DATASET EXTRACT Block Start

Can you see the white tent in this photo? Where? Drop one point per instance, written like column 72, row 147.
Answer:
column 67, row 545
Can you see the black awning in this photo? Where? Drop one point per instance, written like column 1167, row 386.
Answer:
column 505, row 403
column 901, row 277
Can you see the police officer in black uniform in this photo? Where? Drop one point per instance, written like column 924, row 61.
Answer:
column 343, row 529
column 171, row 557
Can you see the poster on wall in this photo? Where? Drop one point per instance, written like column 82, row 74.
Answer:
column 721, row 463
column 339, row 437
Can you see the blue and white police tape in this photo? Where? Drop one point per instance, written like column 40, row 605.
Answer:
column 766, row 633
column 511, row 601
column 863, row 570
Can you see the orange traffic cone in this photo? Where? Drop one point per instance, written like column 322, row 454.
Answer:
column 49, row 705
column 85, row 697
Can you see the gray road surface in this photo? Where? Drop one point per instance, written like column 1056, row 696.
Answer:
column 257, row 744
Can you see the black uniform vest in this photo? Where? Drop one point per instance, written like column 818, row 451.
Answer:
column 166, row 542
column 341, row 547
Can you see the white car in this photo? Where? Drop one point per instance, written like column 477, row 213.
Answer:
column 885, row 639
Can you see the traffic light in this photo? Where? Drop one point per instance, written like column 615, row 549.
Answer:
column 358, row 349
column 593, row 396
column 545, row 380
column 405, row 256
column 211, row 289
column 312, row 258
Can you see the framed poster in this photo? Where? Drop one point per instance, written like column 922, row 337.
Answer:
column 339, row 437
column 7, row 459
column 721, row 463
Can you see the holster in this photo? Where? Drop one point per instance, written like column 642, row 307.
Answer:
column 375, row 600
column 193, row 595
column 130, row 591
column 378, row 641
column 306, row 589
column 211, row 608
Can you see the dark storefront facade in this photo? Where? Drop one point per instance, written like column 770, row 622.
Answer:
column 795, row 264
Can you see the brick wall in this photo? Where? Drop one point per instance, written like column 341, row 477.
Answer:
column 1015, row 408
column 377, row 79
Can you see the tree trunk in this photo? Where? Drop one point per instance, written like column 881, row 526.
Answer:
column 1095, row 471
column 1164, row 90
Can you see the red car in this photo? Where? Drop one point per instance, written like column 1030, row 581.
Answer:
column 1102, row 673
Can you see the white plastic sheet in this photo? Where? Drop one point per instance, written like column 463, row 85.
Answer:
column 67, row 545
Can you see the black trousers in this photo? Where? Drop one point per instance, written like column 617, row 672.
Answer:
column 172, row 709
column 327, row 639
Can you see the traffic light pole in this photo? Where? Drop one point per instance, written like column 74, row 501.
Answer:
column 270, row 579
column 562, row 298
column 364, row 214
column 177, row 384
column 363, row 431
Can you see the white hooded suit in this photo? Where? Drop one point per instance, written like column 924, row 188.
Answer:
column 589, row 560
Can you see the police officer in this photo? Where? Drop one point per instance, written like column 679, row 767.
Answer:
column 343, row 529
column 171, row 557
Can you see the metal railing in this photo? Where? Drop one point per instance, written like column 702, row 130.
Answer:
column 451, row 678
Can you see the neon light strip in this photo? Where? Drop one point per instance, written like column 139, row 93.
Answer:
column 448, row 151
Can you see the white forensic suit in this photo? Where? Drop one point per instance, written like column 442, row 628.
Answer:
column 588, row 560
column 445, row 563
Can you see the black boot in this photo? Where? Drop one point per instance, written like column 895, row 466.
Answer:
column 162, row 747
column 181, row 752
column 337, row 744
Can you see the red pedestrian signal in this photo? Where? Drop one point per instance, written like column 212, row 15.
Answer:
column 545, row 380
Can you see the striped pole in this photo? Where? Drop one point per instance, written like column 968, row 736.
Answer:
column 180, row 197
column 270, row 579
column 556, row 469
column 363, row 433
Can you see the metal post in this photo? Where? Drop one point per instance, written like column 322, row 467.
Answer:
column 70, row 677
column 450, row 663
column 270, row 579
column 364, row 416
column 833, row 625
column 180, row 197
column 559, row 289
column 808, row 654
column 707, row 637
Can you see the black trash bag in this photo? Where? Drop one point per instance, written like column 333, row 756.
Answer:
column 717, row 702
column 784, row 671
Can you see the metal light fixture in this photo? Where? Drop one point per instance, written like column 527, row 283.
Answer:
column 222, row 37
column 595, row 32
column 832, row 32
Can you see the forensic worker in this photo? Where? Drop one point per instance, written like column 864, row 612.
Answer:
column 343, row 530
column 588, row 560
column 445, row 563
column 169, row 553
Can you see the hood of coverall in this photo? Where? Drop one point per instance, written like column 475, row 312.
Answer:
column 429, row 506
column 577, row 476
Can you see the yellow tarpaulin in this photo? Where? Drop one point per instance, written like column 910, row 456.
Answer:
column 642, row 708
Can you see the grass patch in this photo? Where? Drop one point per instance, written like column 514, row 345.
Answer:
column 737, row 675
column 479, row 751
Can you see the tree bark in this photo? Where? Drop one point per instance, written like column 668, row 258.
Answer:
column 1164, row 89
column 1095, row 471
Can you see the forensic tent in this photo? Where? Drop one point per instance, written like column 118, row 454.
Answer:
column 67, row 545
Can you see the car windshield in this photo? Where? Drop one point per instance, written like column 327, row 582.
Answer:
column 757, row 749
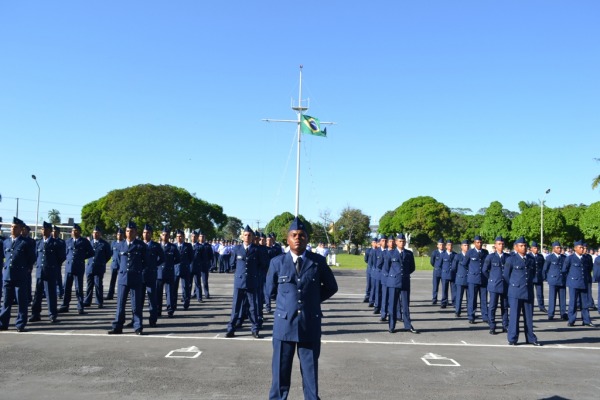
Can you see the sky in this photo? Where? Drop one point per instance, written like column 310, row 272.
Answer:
column 466, row 101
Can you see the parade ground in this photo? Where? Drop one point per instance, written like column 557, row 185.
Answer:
column 188, row 357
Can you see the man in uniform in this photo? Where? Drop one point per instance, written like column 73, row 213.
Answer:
column 553, row 274
column 96, row 267
column 19, row 256
column 132, row 261
column 78, row 250
column 576, row 270
column 114, row 266
column 50, row 256
column 518, row 273
column 303, row 281
column 538, row 279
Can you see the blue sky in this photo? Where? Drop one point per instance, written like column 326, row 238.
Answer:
column 466, row 101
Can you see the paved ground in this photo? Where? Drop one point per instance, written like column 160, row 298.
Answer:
column 360, row 359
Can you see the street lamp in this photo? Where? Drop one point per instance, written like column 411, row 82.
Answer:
column 542, row 221
column 37, row 214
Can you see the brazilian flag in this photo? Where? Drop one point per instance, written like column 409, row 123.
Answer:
column 312, row 126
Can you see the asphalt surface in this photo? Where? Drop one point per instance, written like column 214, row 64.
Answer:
column 188, row 357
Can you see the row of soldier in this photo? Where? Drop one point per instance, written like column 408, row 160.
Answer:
column 498, row 279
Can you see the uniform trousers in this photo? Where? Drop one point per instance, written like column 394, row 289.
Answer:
column 518, row 306
column 283, row 357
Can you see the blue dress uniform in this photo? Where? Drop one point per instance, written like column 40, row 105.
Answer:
column 448, row 277
column 78, row 250
column 132, row 261
column 518, row 273
column 436, row 262
column 497, row 288
column 461, row 280
column 114, row 267
column 302, row 283
column 165, row 279
column 50, row 256
column 477, row 280
column 19, row 256
column 399, row 266
column 95, row 270
column 538, row 278
column 576, row 270
column 556, row 279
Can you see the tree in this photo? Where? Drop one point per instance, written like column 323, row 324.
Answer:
column 352, row 226
column 161, row 205
column 54, row 216
column 495, row 223
column 280, row 224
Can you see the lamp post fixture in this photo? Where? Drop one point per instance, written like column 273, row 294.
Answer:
column 542, row 221
column 37, row 213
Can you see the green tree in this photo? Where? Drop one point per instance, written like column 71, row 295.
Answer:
column 352, row 226
column 495, row 223
column 156, row 205
column 54, row 216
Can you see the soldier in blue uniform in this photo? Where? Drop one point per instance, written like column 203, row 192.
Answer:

DATASET EXTRACT Block End

YOUR OBJECTIVE |
Above are the records; from them, give again exactly the lines from the one containing "Can you see the uniform" through the one containing "Can you see the blue dress", both included.

OUTPUT BELOW |
Can you see the uniform trousers in this photo? Where? Drop one point per instance, written like column 394, row 289.
Answer:
column 518, row 306
column 283, row 357
Can you see the blue dress uniform in this photo? Where? Drop one point per instance, written like column 40, row 105.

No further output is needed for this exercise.